== Dataset records ==
————

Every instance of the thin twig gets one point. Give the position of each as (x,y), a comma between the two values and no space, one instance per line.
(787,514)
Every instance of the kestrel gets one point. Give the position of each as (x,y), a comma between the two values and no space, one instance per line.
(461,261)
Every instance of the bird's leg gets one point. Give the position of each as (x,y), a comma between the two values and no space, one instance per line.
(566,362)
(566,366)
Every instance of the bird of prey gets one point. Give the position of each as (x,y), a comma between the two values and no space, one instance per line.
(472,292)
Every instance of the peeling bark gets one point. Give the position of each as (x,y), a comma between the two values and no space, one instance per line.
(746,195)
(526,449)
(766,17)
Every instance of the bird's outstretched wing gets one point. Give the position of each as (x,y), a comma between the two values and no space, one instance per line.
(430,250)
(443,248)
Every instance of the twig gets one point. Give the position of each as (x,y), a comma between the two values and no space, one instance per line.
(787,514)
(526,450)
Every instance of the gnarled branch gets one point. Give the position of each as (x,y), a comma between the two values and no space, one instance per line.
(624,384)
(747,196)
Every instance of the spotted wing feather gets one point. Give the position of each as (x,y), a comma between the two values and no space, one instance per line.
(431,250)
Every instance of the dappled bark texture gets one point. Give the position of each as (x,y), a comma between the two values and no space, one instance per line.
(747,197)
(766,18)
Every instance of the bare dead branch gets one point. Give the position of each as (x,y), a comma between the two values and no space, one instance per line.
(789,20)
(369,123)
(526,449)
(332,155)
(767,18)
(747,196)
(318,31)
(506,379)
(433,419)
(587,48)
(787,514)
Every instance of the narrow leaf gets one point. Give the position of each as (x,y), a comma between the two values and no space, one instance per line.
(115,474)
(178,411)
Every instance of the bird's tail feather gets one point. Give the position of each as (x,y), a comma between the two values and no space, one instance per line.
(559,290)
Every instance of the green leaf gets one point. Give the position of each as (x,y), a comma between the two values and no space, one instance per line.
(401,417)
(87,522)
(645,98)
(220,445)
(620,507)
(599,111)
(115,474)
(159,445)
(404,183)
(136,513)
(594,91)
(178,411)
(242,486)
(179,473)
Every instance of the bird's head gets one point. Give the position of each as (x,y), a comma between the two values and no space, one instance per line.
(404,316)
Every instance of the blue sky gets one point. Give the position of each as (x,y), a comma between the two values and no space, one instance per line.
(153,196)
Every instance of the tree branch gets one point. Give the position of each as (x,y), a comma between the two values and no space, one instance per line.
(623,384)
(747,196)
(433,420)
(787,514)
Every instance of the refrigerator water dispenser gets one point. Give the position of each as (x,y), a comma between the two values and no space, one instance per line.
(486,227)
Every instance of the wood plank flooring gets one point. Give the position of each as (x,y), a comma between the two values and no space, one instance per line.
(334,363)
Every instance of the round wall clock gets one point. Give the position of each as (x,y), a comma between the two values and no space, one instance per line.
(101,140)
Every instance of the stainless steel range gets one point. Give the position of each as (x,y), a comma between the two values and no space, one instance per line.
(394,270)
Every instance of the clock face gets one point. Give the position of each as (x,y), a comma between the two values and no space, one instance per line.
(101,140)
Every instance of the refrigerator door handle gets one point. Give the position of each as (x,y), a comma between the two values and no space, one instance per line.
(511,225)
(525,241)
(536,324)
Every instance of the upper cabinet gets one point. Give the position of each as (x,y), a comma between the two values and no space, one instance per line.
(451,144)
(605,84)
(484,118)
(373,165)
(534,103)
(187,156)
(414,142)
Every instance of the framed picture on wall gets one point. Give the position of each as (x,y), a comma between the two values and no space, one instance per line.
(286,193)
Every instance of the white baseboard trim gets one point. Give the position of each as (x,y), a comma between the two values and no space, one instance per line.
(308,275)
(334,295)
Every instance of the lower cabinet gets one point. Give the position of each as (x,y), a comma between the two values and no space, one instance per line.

————

== What is expected ==
After reading the data above, print it all again exactly.

== Completed exercise ==
Every instance of the thin twig gets one point. Give the position of each as (x,y), a comma between the two values and no space, one instance per line.
(787,514)
Every instance of the kestrel gets one point. Give the position of each as (x,y), a comma between the two values and no space, one instance per line.
(461,261)
Every instance of the bird's leg gets one point. Give the position of each as (x,y), a comma between the two values and no space, one instance per line.
(566,362)
(566,366)
Every instance of the bird of prey gets one point. Give the position of each as (x,y), a comma between the two values and no space, one instance per line.
(472,292)
Every instance of the peeling bark gets one point. Give the position of each as (x,y), a comma between the two values and no space, one instance per line.
(746,195)
(526,449)
(766,17)
Every instance of the bird's outstretched wing gets one point. Give the position of each as (x,y), a comma between the two values and no space, one instance per line.
(430,250)
(443,248)
Every instance of the twig gets one point. Give the position of each as (x,y), a comma between the two values and no space, one instance per line.
(787,514)
(526,450)
Every instance of the gnarled branch gets one point. Give the position of each as (x,y), a comma between the two values and no space, one instance per line.
(624,384)
(747,196)
Every instance of the spotted wing feather gets one point. Give the position of each as (x,y), a comma between the two values and no space, one instance per line.
(431,250)
Every instance of the dappled bark texture gets one point. Give the position of each as (x,y), a comma between the two values and no space, one instance per line.
(747,197)
(766,18)
Every instance of the bare dead branch gets one point. Give the position of each as (x,y), a comma between the two values and no space, one instance per line.
(789,20)
(369,123)
(526,449)
(332,155)
(767,18)
(747,196)
(318,31)
(506,379)
(433,419)
(587,48)
(787,514)
Every instance of the narrow leaf gets one point. Give the position of each as (x,y), a comma between the two values and no space, one instance per line.
(115,474)
(178,411)
Every instance of the bird's tail feather gets one point. Give the position of each as (x,y), a comma between the two values and no space, one instance per line.
(559,290)
Every instance of the green leaf gets one point. Give the position of each as (x,y), a comma between the two values and no space, one instance per line.
(401,417)
(87,522)
(645,98)
(220,445)
(620,507)
(599,111)
(115,474)
(159,445)
(404,183)
(136,513)
(594,91)
(178,411)
(242,486)
(179,473)
Every instance of the bird's head gets one point. Give the position of each as (x,y), a comma between the two values and no space, one instance per line.
(404,316)
Every instance of the blue sky gets one point. Give the position of each as (x,y), a comma between the two values and no space, one instance per line.
(153,196)
Every instance of the tree branch gets one point. Give the position of each as (x,y), a comma between the two values and no space, one instance per line.
(623,384)
(747,196)
(433,420)
(787,514)
Every instance of the refrigerator water dispenser gets one point. Give the position of each as (x,y), a comma between the two values and no space, one instance per line.
(486,227)
Every instance of the wood plank flooring gets one point. Give the position of each as (x,y), a comma between the two values and no space, one instance per line.
(334,363)
Every instance of the round wall clock gets one point. Give the position of each as (x,y), a comma between the two values and no space, one instance per line.
(101,140)
Every instance of the stainless steel range gets one point. Give the position of each as (x,y), a comma between the two values and no space, one instance per line.
(394,270)
Every instance of the clock face gets one point. Give the position of each as (x,y), a comma between the two values and no space, one instance per line.
(101,140)
Every instance of the refrigerator door handle gets one point. Give the position of each as (x,y), a comma between the two values and no space, one instance per line.
(511,225)
(525,241)
(536,324)
Every instance of the upper cabinet gets one point. Give the position of each as (x,y), a comma between the two values and no space, one instance per line.
(451,144)
(605,84)
(484,118)
(373,165)
(534,103)
(187,156)
(414,142)
Every instance of the framed picture on wall gets one point. Give the position of each as (x,y), a comma between the two values and no space, one instance per line.
(286,193)
Every instance of the white baseboard trim gets one point. Give the position of each as (x,y), a comma between the two values and no space, one instance per line.
(308,275)
(334,295)
Every instance of the lower cabinet gets one point. Give the position of each as (x,y), a comma between the two values and no space, one instance per line.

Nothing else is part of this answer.